PROVIDED TEXT:
---+---

EP4736393A1EP 4736393 A1EP4736393 A1EP 4736393A1EP-4736393-A1

Abstract

Techniques for symmetric routing in a software-defined wide area network (SDWAN) are disclosed herein. In some aspects, the techniques described herein relate to a method including: determining a first device group, wherein the first device group includes a first router associated with a branch tag and a second router associated with a hub tag; determining a second device group, wherein the second device group includes a third router associated with and a fourth router associated with the hub tag; transmitting a first route advertisement associated with a first route from the first router to the second router to the first router; transmitting a second route advertisement associated with a second route from the first router to the third router to the first router; and preventing transmission of a third route advertisement associated with a third route from the first router to the fourth router to the first router.

Inventors

  • MAHADEVAN, SATISH KUMAR
  • HALAPPA, Basavaraju
  • Sarkar, Prosenjit
  • SEN, SOURAV
  • YALAMANCHALI, Srinivas

Assignees

  • Cisco Technology, Inc.

Dates

Publication Date
20260506
Application Date
20240627

Claims (20)

  1. 1. A method comprising: detennining a first device group, wherein: (i) the first device group comprises a first router and a second router, (ii) the first router is associated with a branch tag, and (ii) the second router is associated with a hub tag; determining a second device group, wherein: (i) the second device group comprises a third router and a fourth router, (ii) the third router is associated with the branch tag, and (ii) the fourth router is associated with the hub tag; transmitting a first route advertisement associated with a first route to the first router, wherein the first route is from the first router to the second router; transmitting a second route advertisement associated with a second route to the first router, wherein the second route is from the first router to the third router; and preventing transmission of a third route advertisement associated with a third route to the first router, wherein the third route is from the first router to the fourth router.
  2. 2. The method of claim 1, further comprising: receiving, from the first router and at a routing controller device, (i) first data representing that the first router is associated with the branch tag, (ii) second data representing that the first router is associated with the first device group, and (iii) constraint data associated with the first router, wherein the constraint data comprises: (i) a first condition representing the first device group, and (ii) a second condition representing the hub tag, and wherein: transmitting the first route and the second route and preventing transmission of the third route is performed by the routing controller device, and the first condition is applied in relation to data transmissions to hub routers but not to data transmissions to branch routers because the first router is associated with the branch tag.

---+---

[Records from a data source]
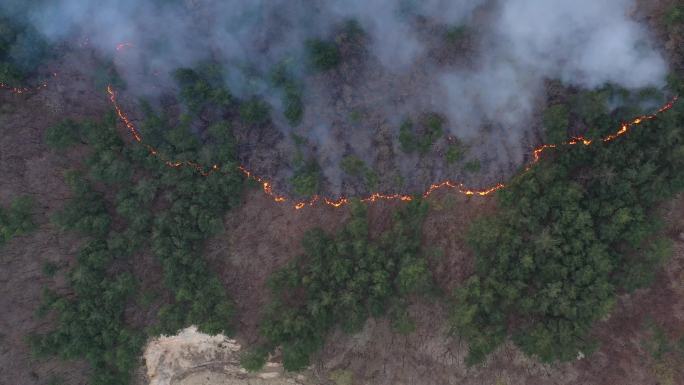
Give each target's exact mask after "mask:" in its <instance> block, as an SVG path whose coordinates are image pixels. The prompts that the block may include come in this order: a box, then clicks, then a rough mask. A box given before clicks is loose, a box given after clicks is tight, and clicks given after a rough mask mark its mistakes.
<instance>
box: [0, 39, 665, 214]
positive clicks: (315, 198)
mask: <svg viewBox="0 0 684 385" xmlns="http://www.w3.org/2000/svg"><path fill="white" fill-rule="evenodd" d="M132 46H133V44H132V43H127V42H126V43H119V44H117V46H116V50H117V51H121V50H124V49H126V48H129V47H132ZM52 75H53V77H56V76H57V74H56V73H53V74H52ZM47 85H48V83H47V81H45V82H43V83H42V84H40V85H39V86H36V87H33V88H29V87H10V86H8V85H6V84H4V83H0V89H6V90H9V91H10V92H11V93H13V94H24V93H28V92H35V91H39V90H41V89H43V88H46V87H47ZM107 94H108V95H109V101H110V102H111V103H112V106H113V107H114V110H115V111H116V115H117V116H118V117H119V120H121V122H122V123H123V124H124V126H125V127H126V128H127V129H128V131H129V132H130V134H131V136H132V137H133V139H134V140H135V141H136V142H138V143H140V144H141V145H143V146H145V148H146V149H147V151H148V152H149V153H150V154H151V155H153V156H156V157H158V158H159V159H160V160H161V161H162V162H164V164H166V165H167V166H168V167H172V168H180V167H190V168H192V169H194V170H195V171H196V172H197V173H199V174H200V175H202V176H209V175H211V174H212V173H214V172H218V171H220V170H221V169H220V166H219V165H217V164H214V165H212V166H211V167H209V168H208V169H205V167H203V166H202V165H201V164H199V163H196V162H193V161H189V160H183V161H180V160H171V159H169V158H167V157H165V156H164V155H163V154H161V153H160V152H159V151H158V150H157V149H155V148H154V147H152V146H151V145H149V144H147V143H144V142H143V138H142V135H141V134H140V132H139V131H138V129H137V128H136V126H135V124H134V123H133V122H132V121H131V119H130V117H129V116H128V115H127V114H126V113H125V112H124V111H123V109H122V108H121V106H120V105H119V103H118V100H117V93H116V91H115V90H114V88H113V87H112V85H111V84H110V85H108V86H107ZM678 99H679V97H678V96H675V97H673V98H672V99H671V100H670V101H669V102H667V103H666V104H665V105H663V106H662V107H660V109H658V111H656V112H655V113H653V114H650V115H642V116H638V117H636V118H634V119H633V120H632V121H630V122H623V123H622V124H621V125H620V129H619V130H618V131H616V132H615V133H613V134H610V135H608V136H606V137H603V138H601V141H602V142H604V143H606V142H610V141H613V140H615V139H617V138H619V137H620V136H623V135H625V134H627V133H628V132H629V130H631V129H632V128H633V127H634V126H637V125H639V124H641V123H643V122H646V121H649V120H653V119H656V118H657V117H658V115H659V114H661V113H663V112H665V111H667V110H669V109H671V108H672V107H673V106H674V104H675V103H676V102H677V101H678ZM592 143H594V141H593V140H591V139H587V138H585V137H583V136H577V137H574V138H571V139H570V140H568V141H566V142H563V143H560V144H542V145H539V146H538V147H536V148H535V149H534V150H533V151H532V161H531V162H530V163H529V164H528V165H527V167H526V168H525V171H529V170H530V169H531V168H532V167H533V166H534V165H535V164H537V163H538V162H539V161H540V160H541V157H542V154H543V153H544V151H546V150H549V149H555V148H558V147H560V146H573V145H578V144H581V145H584V146H589V145H591V144H592ZM238 170H239V171H240V172H241V173H242V174H243V175H244V176H245V177H246V178H247V179H252V180H254V181H256V182H257V183H259V184H261V186H262V189H263V191H264V193H265V194H266V195H267V196H269V197H270V198H271V199H273V201H274V202H276V203H285V202H288V201H289V200H288V198H286V197H284V196H282V195H278V194H277V193H275V192H274V191H273V185H272V183H271V182H269V181H268V180H266V179H264V178H262V177H260V176H258V175H255V174H253V173H252V172H251V171H249V170H248V169H247V168H246V167H244V166H242V165H240V166H238ZM504 187H506V185H505V184H503V183H497V184H495V185H493V186H491V187H488V188H485V189H481V190H476V189H470V188H467V187H466V186H465V185H464V184H463V183H456V182H453V181H451V180H445V181H442V182H439V183H435V184H432V185H430V187H429V188H428V189H427V190H426V191H425V192H424V193H423V194H422V196H423V197H428V196H430V195H431V194H432V193H433V192H435V191H437V190H442V189H451V190H456V191H458V192H459V193H461V194H463V195H466V196H488V195H491V194H493V193H495V192H496V191H498V190H500V189H502V188H504ZM411 200H413V196H411V195H405V194H382V193H379V192H375V193H372V194H371V195H369V196H368V197H365V198H361V201H362V202H365V203H375V202H379V201H401V202H408V201H411ZM319 201H322V202H323V203H325V204H326V205H328V206H331V207H335V208H337V207H342V206H345V205H347V204H349V199H348V198H346V197H339V198H337V199H330V198H326V197H323V198H321V197H320V196H318V195H314V196H313V197H312V198H311V199H309V200H306V201H299V202H294V203H293V206H292V207H293V208H294V209H295V210H301V209H303V208H304V207H306V206H314V205H315V204H316V203H318V202H319Z"/></svg>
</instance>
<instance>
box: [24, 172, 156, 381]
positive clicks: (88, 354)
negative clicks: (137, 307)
mask: <svg viewBox="0 0 684 385" xmlns="http://www.w3.org/2000/svg"><path fill="white" fill-rule="evenodd" d="M66 177H67V183H68V184H69V186H70V187H71V189H72V191H73V192H74V197H73V198H72V199H71V200H70V201H69V202H68V203H67V205H66V206H65V208H64V209H63V210H62V211H61V212H60V213H58V214H57V215H56V218H58V221H59V222H60V224H61V225H62V226H64V227H68V228H70V229H75V230H77V231H80V232H81V233H82V234H83V235H86V236H90V237H91V239H90V240H89V241H88V242H86V244H85V246H83V248H82V249H81V251H80V252H79V253H78V255H77V257H76V260H77V262H78V264H77V266H76V267H75V268H74V269H73V270H72V271H71V272H70V273H69V275H68V277H69V283H70V287H71V293H70V294H69V295H58V294H56V293H54V292H52V291H49V290H48V291H46V293H45V295H44V298H43V304H42V305H41V308H40V309H39V315H40V314H42V315H44V314H45V313H47V312H48V311H54V312H55V313H57V319H58V324H57V327H56V328H55V329H54V330H52V331H49V332H47V333H45V334H42V335H32V336H30V337H29V342H30V344H31V346H32V349H33V352H34V353H35V354H36V355H37V356H38V357H45V356H49V355H58V356H59V357H60V358H62V359H79V358H80V359H86V360H87V361H88V363H89V364H90V365H91V367H92V369H93V373H92V380H91V382H92V384H93V385H99V384H103V385H104V384H107V385H109V384H126V383H128V381H129V379H130V373H131V371H132V370H133V369H134V368H135V367H136V365H137V357H138V353H139V349H140V346H141V344H142V342H143V340H142V336H141V335H140V334H139V333H137V332H135V331H133V330H131V329H130V328H128V327H126V326H125V324H124V319H123V312H124V309H125V307H126V302H127V300H128V298H129V297H130V296H131V294H132V293H133V292H134V290H135V280H134V278H133V276H132V275H131V274H129V273H126V272H119V273H114V274H111V273H109V272H108V267H109V265H110V264H111V263H112V262H113V260H114V259H115V258H117V257H118V256H117V255H116V254H114V253H113V252H112V250H110V249H109V247H108V246H107V242H106V237H107V233H108V232H107V230H108V227H109V223H110V219H109V214H108V213H107V210H106V208H105V201H104V200H103V197H102V195H100V194H97V193H95V192H94V191H93V190H92V187H91V186H90V184H89V183H88V181H87V180H86V179H84V178H83V176H82V175H80V174H78V173H76V172H70V173H68V174H67V175H66ZM78 208H83V209H84V210H83V211H80V210H78ZM93 223H97V224H96V225H93Z"/></svg>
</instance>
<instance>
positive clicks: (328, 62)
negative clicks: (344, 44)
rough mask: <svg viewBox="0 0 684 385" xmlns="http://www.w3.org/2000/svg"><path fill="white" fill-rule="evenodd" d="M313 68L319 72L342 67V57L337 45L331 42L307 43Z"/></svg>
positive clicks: (306, 48) (309, 54) (306, 45)
mask: <svg viewBox="0 0 684 385" xmlns="http://www.w3.org/2000/svg"><path fill="white" fill-rule="evenodd" d="M306 49H307V52H308V55H309V62H310V63H311V66H312V67H313V68H314V69H316V70H318V71H328V70H331V69H334V68H336V67H337V66H339V65H340V62H341V61H342V57H341V55H340V50H339V48H338V47H337V44H335V43H334V42H331V41H325V40H320V39H312V40H308V41H307V42H306Z"/></svg>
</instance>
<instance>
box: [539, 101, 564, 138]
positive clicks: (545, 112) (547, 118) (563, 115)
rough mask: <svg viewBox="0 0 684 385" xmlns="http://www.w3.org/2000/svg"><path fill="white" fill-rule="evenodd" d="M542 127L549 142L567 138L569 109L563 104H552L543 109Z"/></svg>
mask: <svg viewBox="0 0 684 385" xmlns="http://www.w3.org/2000/svg"><path fill="white" fill-rule="evenodd" d="M543 120H544V128H546V137H547V139H548V141H549V142H551V143H562V142H564V141H565V140H567V138H568V127H569V126H570V111H569V110H568V107H567V106H566V105H565V104H554V105H552V106H550V107H549V108H547V109H546V111H544V119H543Z"/></svg>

---+---

Write the text that would follow claim 2 in the patent document on symmetric routing in software-defined wide area networks, continuing from the point where it stops. The entries above are not required.

  3. 3. The method of claim 2, wherein transmitting the first route advertisement comprises: determining that the first route satisfies the second condition because the first route is associated with the second router as a destination device and the second router is associated with the hub tag; based on determining that the first route satisfies the second condition, determining that the first route satisfies the first condition because the first route is associated with the second router as the destination device and the second router is in the first device group; and based on determining that the first route satisfies the first condition, transmitting the first route advertisement to the first router.
  4. 4. The method of claim 2 or 3, wherein transmitting the second route advertisement comprises: determining that the second route fails to satisfy the second condition because the second route is associated with the third router as a destination device and the third router is not associated with the hub tag; and based on detennining that the second route fails to satisfy the second condition, transmitting the first route advertisement to the first router.
  5. 5. The method of any of claims 2 to 4, wherein preventing transmission of the third route advertisement comprises: determining that the third route satisfies the second condition because the third route is associated with the fourth router as a destination device and the fourth router is associated with the hub tag; based on detennining that the third route satisfies the second condition, determining that the third route fails to satisfy the first condition because the third route is associated with the fourth router as the destination device and the fourth router is not in the first device group; and based on determining that the third route fails to satisfy the first condition, preventing transmission of the third route advertisement to the first router.
  6. 6. The method of any of claims 1 to 5, wherein: the first router, the second router, the third router, and the fourth router are part of a software-defined wide area network (SDWAN). the SDWAN comprises a plurality of virtual hubs, and each router associated with the hub tag is directly connected to no more than and no less than one of the plurality of virtual hubs.
  7. 7. The method of claim 6, wherein each virtual hub is configured to access a virtual network of the SDWAN.
  8. 8. The method of claim 6 or 7, wherein the method is performed by a virtual controller software executing on at least one of the plurality of virtual hubs.
  9. 9. The method of any of claims 6 to 8, wherein at least one of the plurality of virtual hubs is configured to access an external network using a firewall software.
  10. 10. The method of any of claims 1 to 9, wherein the first route is an overlay route.
  11. 1 1. The method of any of claims 1 to 10, further comprising: receiving, from the second router and at a routing controller device, (i) first data representing that the second router is associated with the hub tag, (ii) second data representing that the second router is associated with the first device group, and (iii) constraint data associated with the second router, wherein the constraint data comprises a first condition representing the first device group.
  12. 12. The method of claim 11, further comprising: determining, by the routing controller device, that a fourth route from the second router to the first router satisfies the constraint data because the fourth route is associated with the first router as a destination device and the first router is associated with the first device group; and based at least in part on determining that the fourth route satisfies the constraint data, transmitting, by the routing controller device, a fourth route advertisement associated with the fourth route to the second router.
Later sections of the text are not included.